Dataset entries
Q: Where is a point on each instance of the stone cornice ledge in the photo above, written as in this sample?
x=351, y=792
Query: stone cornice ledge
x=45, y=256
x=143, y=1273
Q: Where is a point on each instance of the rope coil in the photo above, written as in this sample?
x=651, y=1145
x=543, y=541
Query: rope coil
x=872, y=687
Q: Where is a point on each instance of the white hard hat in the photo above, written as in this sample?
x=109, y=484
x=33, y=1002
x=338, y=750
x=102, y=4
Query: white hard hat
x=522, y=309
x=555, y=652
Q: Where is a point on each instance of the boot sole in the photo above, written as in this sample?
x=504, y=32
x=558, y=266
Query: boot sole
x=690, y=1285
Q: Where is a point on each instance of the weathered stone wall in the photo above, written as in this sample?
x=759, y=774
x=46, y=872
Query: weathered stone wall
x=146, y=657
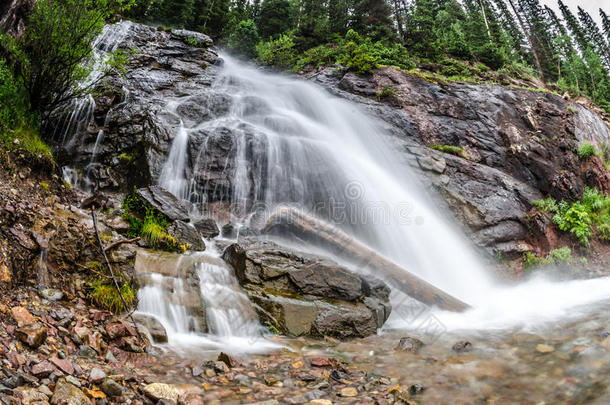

## Required work
Quote every record above exactly, leaving out the pictures.

## Solution to the problem
Q: Where is a point on each instance of the stone cornice ledge in the photo above, written as in this sample?
x=351, y=792
Query: stone cornice ledge
x=45, y=256
x=143, y=1273
Q: Where is a point on each instance of the rope coil in the photo above, written as in this sample?
x=651, y=1145
x=543, y=541
Query: rope coil
x=872, y=687
Q: Where is a point on each instance of the white hard hat in the photo above, written as in this sample?
x=109, y=484
x=33, y=1002
x=338, y=750
x=102, y=4
Query: white hard hat
x=522, y=309
x=555, y=652
Q: Where is a point on each instance of the boot sole in the photo above, written as in this sample?
x=504, y=32
x=558, y=266
Query: boot sole
x=690, y=1285
Q: Where is a point on each instance of the weathered stone wall in the photo above, written as in this sample?
x=759, y=774
x=46, y=872
Query: weathered stone wall
x=146, y=657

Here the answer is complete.